Only the lines from the one with "Return one point per instance of the rider's" through the last line of the data below are to be duplicated, exactly and without pictures.

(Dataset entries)
____

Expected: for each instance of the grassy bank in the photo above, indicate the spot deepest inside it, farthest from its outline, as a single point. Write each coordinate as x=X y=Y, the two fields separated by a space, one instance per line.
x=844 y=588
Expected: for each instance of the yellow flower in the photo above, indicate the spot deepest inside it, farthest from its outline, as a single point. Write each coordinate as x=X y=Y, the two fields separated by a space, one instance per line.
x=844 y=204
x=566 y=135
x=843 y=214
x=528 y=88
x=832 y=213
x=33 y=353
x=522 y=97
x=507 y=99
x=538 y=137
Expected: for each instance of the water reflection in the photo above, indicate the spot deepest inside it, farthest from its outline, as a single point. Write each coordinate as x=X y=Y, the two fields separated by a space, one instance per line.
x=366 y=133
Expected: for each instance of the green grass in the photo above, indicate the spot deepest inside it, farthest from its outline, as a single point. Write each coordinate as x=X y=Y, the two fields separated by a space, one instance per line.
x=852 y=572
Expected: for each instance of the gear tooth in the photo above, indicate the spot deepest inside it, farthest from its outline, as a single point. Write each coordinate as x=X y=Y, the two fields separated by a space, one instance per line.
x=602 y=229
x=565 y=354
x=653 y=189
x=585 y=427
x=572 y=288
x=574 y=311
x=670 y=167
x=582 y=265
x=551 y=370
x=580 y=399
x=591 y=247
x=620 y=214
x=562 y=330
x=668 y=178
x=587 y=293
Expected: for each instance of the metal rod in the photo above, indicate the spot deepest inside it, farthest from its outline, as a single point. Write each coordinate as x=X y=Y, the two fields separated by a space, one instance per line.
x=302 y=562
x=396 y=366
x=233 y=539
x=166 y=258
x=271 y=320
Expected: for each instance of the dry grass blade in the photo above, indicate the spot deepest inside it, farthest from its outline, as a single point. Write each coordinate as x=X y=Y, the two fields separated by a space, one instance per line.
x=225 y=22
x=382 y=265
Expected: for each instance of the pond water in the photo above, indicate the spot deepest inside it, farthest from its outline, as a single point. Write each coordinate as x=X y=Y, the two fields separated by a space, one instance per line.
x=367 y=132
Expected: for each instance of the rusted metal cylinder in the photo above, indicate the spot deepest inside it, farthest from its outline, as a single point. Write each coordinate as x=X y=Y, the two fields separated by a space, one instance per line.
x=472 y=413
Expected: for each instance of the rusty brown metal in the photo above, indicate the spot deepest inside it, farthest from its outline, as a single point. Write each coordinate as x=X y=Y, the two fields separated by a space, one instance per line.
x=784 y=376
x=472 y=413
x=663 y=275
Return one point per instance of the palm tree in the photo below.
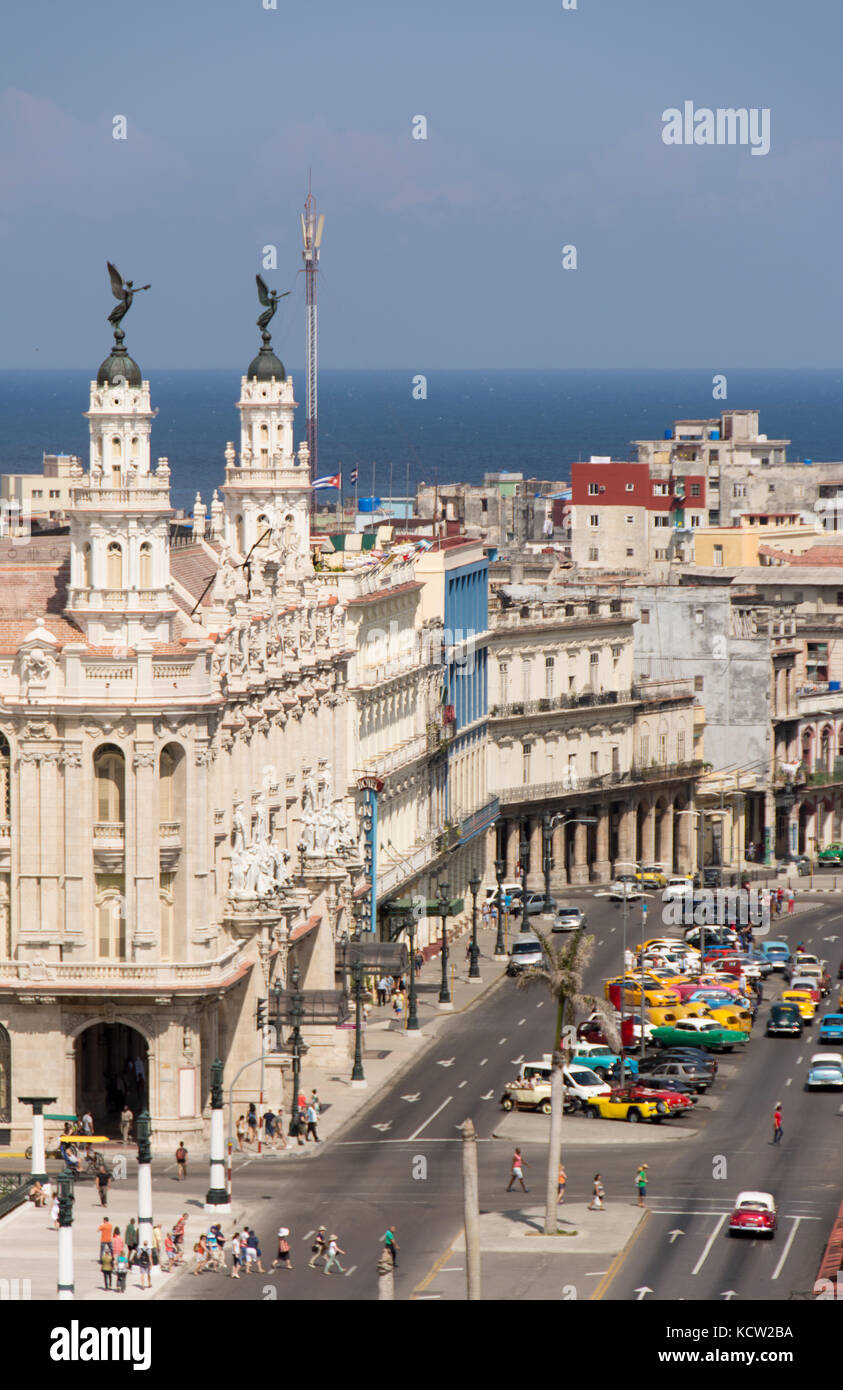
(561, 972)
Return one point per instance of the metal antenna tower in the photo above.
(310, 241)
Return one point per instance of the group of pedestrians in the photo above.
(303, 1123)
(516, 1175)
(120, 1253)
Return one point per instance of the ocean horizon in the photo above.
(472, 421)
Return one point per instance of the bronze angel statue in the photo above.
(124, 293)
(269, 298)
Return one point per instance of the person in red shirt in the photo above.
(106, 1233)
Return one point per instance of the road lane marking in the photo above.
(708, 1244)
(618, 1261)
(431, 1118)
(429, 1278)
(788, 1244)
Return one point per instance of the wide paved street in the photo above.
(401, 1162)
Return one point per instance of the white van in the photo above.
(508, 890)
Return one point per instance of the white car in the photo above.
(825, 1070)
(676, 888)
(626, 886)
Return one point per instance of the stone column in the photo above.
(625, 836)
(536, 852)
(143, 890)
(668, 838)
(559, 872)
(77, 819)
(28, 845)
(601, 866)
(648, 836)
(195, 838)
(579, 870)
(512, 836)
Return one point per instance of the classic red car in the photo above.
(673, 1100)
(754, 1215)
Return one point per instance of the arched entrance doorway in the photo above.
(111, 1068)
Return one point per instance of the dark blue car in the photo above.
(831, 1029)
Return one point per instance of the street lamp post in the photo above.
(143, 1130)
(38, 1168)
(358, 1073)
(296, 1014)
(500, 943)
(548, 861)
(444, 905)
(412, 1020)
(66, 1233)
(475, 951)
(217, 1198)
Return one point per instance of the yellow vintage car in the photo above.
(622, 1104)
(667, 1018)
(803, 1001)
(651, 876)
(655, 993)
(731, 1016)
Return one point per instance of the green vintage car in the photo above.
(705, 1033)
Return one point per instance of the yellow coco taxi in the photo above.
(803, 1001)
(740, 1020)
(667, 1018)
(655, 993)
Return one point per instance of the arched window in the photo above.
(109, 772)
(4, 1076)
(114, 566)
(145, 566)
(166, 915)
(110, 918)
(4, 781)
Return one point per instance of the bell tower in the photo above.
(120, 590)
(267, 487)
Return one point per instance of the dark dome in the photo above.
(266, 366)
(118, 364)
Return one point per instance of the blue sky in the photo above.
(544, 131)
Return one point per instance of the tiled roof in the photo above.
(192, 567)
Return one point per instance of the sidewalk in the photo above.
(29, 1244)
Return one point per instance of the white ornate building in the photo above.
(174, 829)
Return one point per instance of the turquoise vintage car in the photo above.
(705, 1033)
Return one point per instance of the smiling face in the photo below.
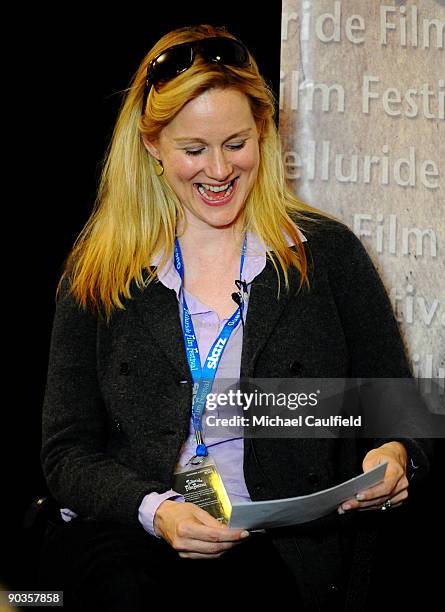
(210, 154)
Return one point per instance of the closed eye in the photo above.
(231, 147)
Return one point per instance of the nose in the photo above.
(219, 166)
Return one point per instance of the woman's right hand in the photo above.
(193, 532)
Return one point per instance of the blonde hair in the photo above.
(136, 212)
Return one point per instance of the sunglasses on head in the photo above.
(179, 58)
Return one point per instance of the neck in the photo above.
(204, 241)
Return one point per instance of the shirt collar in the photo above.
(254, 264)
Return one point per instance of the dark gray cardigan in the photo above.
(118, 398)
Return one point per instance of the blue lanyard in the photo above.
(203, 376)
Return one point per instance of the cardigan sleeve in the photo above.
(79, 472)
(371, 331)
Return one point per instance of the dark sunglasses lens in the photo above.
(171, 63)
(224, 51)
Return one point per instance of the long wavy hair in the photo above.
(136, 212)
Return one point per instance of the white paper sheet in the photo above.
(295, 510)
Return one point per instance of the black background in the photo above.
(65, 91)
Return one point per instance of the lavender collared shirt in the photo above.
(228, 453)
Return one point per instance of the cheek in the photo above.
(182, 168)
(249, 161)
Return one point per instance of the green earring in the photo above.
(159, 168)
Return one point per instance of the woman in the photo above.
(193, 215)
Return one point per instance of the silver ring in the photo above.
(386, 505)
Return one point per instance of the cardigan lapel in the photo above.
(265, 309)
(158, 308)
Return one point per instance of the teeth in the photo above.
(228, 188)
(215, 188)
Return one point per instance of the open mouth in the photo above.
(213, 194)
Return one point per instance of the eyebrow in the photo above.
(198, 139)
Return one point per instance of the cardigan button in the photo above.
(124, 369)
(296, 367)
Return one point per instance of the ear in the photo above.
(152, 146)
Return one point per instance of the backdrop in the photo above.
(362, 89)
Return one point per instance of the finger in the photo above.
(204, 548)
(191, 555)
(195, 530)
(386, 489)
(396, 501)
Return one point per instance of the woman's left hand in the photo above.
(393, 488)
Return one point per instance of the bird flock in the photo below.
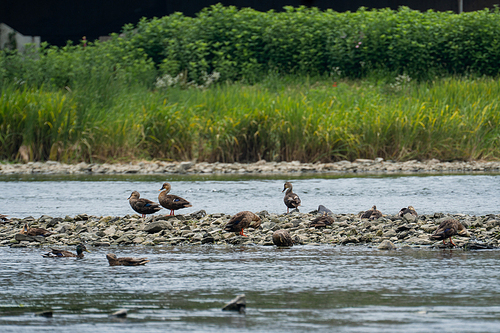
(238, 223)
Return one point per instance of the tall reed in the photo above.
(287, 118)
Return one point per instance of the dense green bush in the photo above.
(127, 98)
(247, 44)
(244, 44)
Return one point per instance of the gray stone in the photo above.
(386, 245)
(158, 226)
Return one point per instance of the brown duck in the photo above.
(241, 221)
(322, 221)
(372, 214)
(125, 261)
(171, 201)
(409, 210)
(56, 253)
(35, 231)
(449, 228)
(282, 238)
(291, 199)
(142, 206)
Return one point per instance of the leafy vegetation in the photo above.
(241, 85)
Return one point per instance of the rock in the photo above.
(101, 244)
(46, 314)
(119, 314)
(239, 304)
(409, 218)
(198, 215)
(22, 237)
(386, 245)
(269, 226)
(158, 226)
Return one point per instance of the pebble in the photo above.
(377, 165)
(198, 229)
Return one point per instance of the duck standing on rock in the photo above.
(409, 210)
(35, 231)
(447, 229)
(291, 199)
(372, 214)
(322, 221)
(171, 201)
(241, 221)
(142, 206)
(56, 253)
(282, 238)
(125, 261)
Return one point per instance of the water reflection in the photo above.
(59, 196)
(301, 289)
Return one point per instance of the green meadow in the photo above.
(230, 94)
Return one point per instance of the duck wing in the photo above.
(173, 202)
(446, 229)
(292, 200)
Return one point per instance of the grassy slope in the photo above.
(278, 119)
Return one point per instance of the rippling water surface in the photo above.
(302, 289)
(58, 196)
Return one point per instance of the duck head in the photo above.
(166, 187)
(287, 185)
(135, 195)
(80, 248)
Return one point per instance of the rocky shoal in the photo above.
(377, 165)
(198, 228)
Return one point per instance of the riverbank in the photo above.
(377, 165)
(198, 228)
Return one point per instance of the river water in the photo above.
(58, 196)
(302, 289)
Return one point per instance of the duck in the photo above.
(409, 210)
(322, 221)
(291, 199)
(171, 201)
(125, 261)
(322, 209)
(142, 206)
(448, 228)
(56, 253)
(241, 221)
(372, 214)
(282, 238)
(35, 231)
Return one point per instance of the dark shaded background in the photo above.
(57, 21)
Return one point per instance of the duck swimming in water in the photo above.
(171, 201)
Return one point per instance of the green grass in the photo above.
(281, 118)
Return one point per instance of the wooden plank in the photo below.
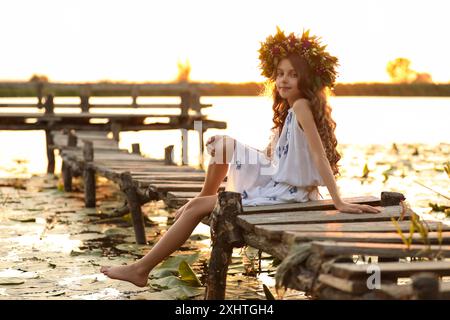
(152, 176)
(276, 230)
(378, 249)
(153, 168)
(391, 269)
(85, 115)
(376, 237)
(310, 205)
(165, 187)
(249, 221)
(174, 194)
(353, 287)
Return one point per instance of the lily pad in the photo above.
(11, 281)
(188, 275)
(137, 249)
(23, 219)
(87, 236)
(179, 293)
(170, 265)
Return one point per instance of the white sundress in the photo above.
(288, 176)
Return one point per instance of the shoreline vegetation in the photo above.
(244, 89)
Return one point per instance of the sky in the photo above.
(138, 41)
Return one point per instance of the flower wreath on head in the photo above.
(277, 47)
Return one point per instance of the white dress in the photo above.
(288, 176)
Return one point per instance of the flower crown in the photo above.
(279, 46)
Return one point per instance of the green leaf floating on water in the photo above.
(10, 281)
(188, 275)
(170, 266)
(23, 219)
(268, 293)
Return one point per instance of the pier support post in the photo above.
(184, 147)
(115, 129)
(225, 235)
(89, 175)
(168, 155)
(72, 141)
(49, 110)
(134, 205)
(425, 286)
(136, 148)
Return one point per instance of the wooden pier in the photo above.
(327, 254)
(316, 244)
(45, 115)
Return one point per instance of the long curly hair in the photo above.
(318, 102)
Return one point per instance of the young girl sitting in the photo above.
(300, 157)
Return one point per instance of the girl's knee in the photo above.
(222, 149)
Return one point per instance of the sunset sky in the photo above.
(91, 40)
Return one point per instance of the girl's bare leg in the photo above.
(216, 172)
(137, 273)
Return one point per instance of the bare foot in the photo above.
(127, 273)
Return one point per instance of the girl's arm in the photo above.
(306, 119)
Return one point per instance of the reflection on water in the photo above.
(360, 120)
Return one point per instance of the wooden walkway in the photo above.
(46, 114)
(318, 246)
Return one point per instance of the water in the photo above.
(360, 121)
(367, 128)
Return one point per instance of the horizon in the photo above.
(91, 46)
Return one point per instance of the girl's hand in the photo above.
(209, 148)
(345, 207)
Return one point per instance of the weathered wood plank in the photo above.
(376, 237)
(391, 269)
(276, 230)
(353, 287)
(378, 249)
(165, 187)
(310, 205)
(249, 221)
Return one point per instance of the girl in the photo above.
(300, 157)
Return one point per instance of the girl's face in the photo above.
(287, 81)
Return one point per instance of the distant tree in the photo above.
(184, 71)
(400, 72)
(423, 77)
(38, 78)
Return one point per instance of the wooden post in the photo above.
(134, 205)
(66, 170)
(184, 147)
(198, 126)
(185, 103)
(89, 175)
(391, 198)
(168, 155)
(134, 95)
(115, 129)
(136, 148)
(225, 234)
(40, 93)
(49, 110)
(84, 103)
(425, 286)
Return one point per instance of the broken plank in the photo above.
(276, 230)
(248, 221)
(310, 205)
(390, 269)
(378, 237)
(378, 249)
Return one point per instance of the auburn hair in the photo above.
(318, 103)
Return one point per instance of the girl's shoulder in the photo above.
(300, 104)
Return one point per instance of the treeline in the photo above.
(254, 89)
(341, 89)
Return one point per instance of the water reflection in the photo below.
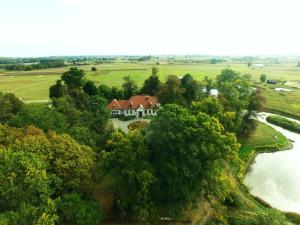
(275, 177)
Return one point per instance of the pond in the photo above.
(275, 177)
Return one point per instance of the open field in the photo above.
(34, 85)
(286, 103)
(264, 138)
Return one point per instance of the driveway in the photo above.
(119, 124)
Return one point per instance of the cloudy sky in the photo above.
(105, 27)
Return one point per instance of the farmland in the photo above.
(34, 85)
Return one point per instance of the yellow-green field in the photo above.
(34, 85)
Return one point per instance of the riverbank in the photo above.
(271, 177)
(264, 139)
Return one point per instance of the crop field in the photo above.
(34, 85)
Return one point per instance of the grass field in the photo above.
(265, 138)
(285, 102)
(34, 85)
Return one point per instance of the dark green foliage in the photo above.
(263, 78)
(129, 87)
(171, 91)
(40, 116)
(71, 162)
(25, 189)
(186, 149)
(73, 77)
(74, 210)
(284, 123)
(255, 105)
(90, 88)
(191, 87)
(234, 94)
(57, 90)
(128, 164)
(106, 92)
(10, 105)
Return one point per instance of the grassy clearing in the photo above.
(264, 139)
(247, 209)
(286, 103)
(284, 123)
(138, 125)
(34, 85)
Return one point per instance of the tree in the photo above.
(129, 87)
(71, 162)
(186, 151)
(74, 77)
(41, 116)
(191, 87)
(263, 78)
(25, 189)
(90, 88)
(57, 90)
(106, 92)
(10, 105)
(234, 93)
(171, 91)
(255, 105)
(74, 210)
(151, 85)
(127, 164)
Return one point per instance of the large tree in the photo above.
(90, 88)
(41, 116)
(234, 93)
(192, 88)
(25, 189)
(171, 91)
(128, 166)
(10, 105)
(74, 77)
(71, 162)
(129, 87)
(57, 90)
(186, 150)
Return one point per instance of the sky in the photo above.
(144, 27)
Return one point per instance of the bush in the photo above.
(284, 123)
(75, 210)
(138, 125)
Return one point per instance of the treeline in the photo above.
(147, 174)
(43, 64)
(284, 123)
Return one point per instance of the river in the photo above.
(275, 177)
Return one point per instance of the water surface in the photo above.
(275, 177)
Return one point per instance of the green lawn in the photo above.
(285, 102)
(34, 85)
(264, 138)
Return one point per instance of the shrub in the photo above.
(138, 125)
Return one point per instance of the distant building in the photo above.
(258, 65)
(272, 82)
(138, 106)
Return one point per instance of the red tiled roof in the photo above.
(147, 102)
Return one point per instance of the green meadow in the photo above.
(34, 85)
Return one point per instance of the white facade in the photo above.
(138, 113)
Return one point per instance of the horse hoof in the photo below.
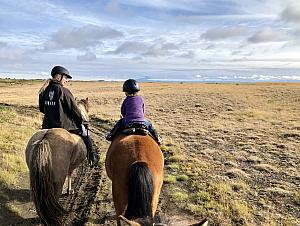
(71, 192)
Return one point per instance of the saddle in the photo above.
(135, 128)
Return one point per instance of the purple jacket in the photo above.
(133, 109)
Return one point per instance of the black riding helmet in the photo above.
(60, 70)
(131, 86)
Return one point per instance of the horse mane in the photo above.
(140, 189)
(41, 183)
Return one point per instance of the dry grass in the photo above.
(232, 150)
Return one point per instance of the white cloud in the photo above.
(268, 35)
(88, 56)
(224, 33)
(81, 37)
(291, 13)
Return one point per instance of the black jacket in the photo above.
(59, 108)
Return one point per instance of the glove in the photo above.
(84, 130)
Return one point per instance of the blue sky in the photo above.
(157, 39)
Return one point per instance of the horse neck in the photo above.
(83, 112)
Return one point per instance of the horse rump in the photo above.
(140, 191)
(42, 185)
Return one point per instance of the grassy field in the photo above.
(231, 150)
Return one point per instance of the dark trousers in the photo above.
(121, 124)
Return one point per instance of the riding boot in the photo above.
(154, 133)
(92, 156)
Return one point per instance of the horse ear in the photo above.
(125, 222)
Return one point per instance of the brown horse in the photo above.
(135, 165)
(51, 156)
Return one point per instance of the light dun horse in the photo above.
(51, 156)
(135, 165)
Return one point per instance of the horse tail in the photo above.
(42, 185)
(140, 191)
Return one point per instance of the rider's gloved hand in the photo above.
(84, 130)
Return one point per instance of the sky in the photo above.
(193, 40)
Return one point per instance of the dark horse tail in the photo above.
(42, 185)
(140, 191)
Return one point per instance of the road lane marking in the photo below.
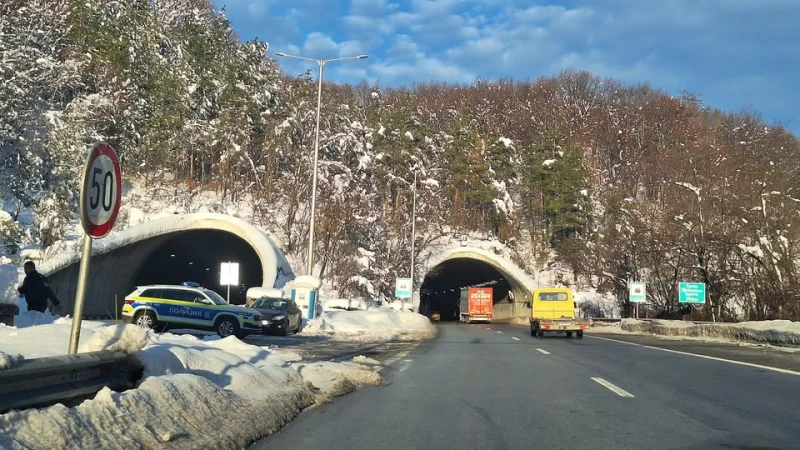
(402, 355)
(713, 358)
(617, 390)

____

*SOLVED PROBLEM*.
Return one point per instance of the rider's gloved hand in the photo above.
(84, 130)
Return one point per instance of the sky in the photo above.
(193, 40)
Return one point per instance of the dark horse tail in the photo above.
(42, 185)
(140, 191)
Return one point per instance of the road lane marking in the photo below.
(402, 355)
(713, 358)
(617, 390)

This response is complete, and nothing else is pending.